Challenge:
Copy the stretch of the material from the line containing "Target: blue sky" through the line containing "column 102, row 64", substituting "point" for every "dot" and changing nothing else; return only those lines.
------------------------------------------------------------
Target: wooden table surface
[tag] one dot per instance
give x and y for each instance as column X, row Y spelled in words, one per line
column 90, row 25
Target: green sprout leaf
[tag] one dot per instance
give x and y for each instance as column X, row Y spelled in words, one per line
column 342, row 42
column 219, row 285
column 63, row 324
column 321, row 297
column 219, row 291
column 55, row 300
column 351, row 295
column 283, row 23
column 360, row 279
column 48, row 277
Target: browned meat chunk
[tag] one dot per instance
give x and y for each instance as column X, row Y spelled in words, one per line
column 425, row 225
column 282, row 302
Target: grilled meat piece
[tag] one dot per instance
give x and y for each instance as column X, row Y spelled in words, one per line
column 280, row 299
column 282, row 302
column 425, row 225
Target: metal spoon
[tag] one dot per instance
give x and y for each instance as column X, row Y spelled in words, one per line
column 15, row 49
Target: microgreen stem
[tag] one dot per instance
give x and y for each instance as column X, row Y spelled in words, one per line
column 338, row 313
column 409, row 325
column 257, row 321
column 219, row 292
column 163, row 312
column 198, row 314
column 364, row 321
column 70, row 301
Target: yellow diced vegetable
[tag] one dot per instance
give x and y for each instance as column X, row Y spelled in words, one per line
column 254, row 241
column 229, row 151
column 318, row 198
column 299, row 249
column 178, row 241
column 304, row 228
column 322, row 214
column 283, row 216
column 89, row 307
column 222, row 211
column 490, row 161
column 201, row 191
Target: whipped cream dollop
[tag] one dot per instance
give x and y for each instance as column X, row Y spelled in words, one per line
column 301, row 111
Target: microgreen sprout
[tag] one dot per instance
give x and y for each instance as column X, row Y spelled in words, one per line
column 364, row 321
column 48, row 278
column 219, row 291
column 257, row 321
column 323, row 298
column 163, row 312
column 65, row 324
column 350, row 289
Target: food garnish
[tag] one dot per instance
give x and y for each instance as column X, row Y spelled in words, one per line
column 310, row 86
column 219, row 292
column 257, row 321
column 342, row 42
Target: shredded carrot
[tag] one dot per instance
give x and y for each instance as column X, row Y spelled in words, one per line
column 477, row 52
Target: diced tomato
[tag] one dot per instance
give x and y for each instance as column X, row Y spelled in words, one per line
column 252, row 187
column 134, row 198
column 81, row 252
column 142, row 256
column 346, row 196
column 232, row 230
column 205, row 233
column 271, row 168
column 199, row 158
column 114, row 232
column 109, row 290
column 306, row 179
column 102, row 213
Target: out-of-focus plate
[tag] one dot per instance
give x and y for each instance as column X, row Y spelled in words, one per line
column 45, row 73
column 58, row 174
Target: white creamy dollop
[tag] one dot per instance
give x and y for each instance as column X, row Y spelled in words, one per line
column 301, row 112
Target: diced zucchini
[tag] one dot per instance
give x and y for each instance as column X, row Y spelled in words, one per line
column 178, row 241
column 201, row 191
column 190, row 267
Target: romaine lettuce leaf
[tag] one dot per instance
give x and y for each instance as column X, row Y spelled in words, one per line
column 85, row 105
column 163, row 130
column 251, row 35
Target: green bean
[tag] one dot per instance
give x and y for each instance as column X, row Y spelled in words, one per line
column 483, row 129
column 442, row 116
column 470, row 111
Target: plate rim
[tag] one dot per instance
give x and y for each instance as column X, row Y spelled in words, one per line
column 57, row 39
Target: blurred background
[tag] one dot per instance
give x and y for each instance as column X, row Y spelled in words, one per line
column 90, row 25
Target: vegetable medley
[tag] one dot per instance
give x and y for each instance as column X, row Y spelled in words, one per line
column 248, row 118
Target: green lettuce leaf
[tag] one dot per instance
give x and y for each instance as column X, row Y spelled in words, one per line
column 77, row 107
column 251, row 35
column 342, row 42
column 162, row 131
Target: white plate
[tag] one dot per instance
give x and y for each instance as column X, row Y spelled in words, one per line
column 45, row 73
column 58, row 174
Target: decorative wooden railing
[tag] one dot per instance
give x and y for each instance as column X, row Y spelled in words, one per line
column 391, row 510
------------------------------------------------------------
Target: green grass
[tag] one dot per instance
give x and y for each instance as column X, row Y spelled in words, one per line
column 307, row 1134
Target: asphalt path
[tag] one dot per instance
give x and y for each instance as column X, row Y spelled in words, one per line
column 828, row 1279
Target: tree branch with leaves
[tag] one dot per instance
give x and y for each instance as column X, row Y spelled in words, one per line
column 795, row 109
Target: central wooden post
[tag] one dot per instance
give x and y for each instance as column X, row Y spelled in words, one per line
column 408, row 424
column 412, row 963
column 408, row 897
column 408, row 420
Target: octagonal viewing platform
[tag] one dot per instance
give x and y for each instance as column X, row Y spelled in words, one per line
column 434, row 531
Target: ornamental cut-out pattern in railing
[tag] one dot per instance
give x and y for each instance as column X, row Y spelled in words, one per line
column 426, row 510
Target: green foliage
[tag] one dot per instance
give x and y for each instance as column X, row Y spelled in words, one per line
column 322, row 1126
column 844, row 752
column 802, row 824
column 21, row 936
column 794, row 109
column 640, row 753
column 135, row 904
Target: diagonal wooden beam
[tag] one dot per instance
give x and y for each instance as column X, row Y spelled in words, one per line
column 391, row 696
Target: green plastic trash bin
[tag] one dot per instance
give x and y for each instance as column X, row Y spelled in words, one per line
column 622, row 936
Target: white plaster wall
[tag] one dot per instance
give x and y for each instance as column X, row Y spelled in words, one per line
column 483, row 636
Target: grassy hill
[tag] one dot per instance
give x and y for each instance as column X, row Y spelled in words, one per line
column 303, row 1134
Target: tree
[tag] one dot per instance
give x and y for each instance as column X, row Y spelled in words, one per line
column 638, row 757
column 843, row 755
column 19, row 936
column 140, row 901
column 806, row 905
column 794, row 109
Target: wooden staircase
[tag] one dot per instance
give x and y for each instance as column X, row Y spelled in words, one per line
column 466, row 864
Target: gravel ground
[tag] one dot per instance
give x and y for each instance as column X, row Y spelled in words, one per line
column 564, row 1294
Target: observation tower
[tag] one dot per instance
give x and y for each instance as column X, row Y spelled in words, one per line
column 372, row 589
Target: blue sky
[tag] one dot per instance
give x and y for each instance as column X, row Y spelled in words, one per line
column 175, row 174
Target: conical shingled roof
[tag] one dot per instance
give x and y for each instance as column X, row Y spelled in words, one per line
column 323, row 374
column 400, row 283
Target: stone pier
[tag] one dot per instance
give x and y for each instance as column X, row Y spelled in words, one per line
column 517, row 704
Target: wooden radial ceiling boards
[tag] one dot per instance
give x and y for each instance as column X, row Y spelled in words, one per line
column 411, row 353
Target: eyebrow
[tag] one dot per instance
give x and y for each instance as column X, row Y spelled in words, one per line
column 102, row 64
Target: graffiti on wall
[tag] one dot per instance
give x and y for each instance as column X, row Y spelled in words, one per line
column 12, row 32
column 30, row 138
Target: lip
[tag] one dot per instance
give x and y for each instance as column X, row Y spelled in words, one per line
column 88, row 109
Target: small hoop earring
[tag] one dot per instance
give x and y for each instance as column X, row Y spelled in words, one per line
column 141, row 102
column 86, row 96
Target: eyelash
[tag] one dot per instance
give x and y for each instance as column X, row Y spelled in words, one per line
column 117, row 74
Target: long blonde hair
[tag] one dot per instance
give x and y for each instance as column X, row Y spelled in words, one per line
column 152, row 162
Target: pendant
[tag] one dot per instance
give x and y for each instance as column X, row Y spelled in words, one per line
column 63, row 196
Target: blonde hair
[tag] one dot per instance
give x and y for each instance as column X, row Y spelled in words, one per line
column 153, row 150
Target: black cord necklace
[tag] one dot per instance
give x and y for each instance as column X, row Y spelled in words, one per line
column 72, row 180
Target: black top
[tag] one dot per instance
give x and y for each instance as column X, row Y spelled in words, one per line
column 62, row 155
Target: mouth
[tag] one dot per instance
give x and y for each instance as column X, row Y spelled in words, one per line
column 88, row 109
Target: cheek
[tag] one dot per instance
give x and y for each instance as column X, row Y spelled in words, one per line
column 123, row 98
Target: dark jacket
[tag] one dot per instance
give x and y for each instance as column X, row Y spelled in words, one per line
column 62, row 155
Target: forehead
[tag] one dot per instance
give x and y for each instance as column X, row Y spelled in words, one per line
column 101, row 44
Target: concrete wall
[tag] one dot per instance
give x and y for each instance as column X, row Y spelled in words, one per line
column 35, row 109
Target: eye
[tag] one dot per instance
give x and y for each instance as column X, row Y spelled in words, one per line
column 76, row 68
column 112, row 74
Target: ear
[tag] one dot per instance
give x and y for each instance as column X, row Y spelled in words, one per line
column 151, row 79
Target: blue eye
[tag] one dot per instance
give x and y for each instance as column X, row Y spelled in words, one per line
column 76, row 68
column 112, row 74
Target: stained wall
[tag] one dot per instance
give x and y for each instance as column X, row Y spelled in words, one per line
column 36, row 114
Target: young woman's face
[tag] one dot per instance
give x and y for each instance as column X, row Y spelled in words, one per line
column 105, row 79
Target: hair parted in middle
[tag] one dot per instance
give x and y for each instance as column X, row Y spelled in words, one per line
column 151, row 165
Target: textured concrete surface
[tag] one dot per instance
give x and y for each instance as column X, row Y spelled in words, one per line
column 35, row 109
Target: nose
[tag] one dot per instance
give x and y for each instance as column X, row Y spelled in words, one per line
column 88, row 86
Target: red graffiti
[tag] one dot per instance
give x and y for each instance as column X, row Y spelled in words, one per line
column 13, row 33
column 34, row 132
------------------------------------------------------------
Task result:
Target: blue sky
[tag] one point per instance
give x and y for each instance as column X, row Y spelled in words, one per line
column 175, row 174
Target: conical shingled roof
[tag] one point per instance
give x and y for each instance as column X, row Y spelled in words, one per line
column 323, row 374
column 400, row 283
Target: stone pier
[tag] one point per instance
give x and y for each instance as column X, row Y spelled in words, one per line
column 517, row 704
Target: wooden radial ceiling boards
[tag] one point per instance
give x and y for each instance as column X, row Y spelled in words, one per line
column 411, row 353
Target: eyebrow
[tag] one point per instance
give x and y for each instance as column X, row Y spelled in words, one per line
column 102, row 64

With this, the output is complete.